Direction:
Extract every line of the rows below and reproduce each one verbatim.

— Start Source material —

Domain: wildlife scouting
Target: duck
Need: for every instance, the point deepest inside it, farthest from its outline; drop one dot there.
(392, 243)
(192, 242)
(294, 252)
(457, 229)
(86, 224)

— End Source material —

Result:
Domain: wildlife scouting
Target: duck
Need: for every instance, the point deepest inside it, farthest from its outline; drop one dot there.
(392, 243)
(192, 242)
(294, 252)
(457, 229)
(86, 224)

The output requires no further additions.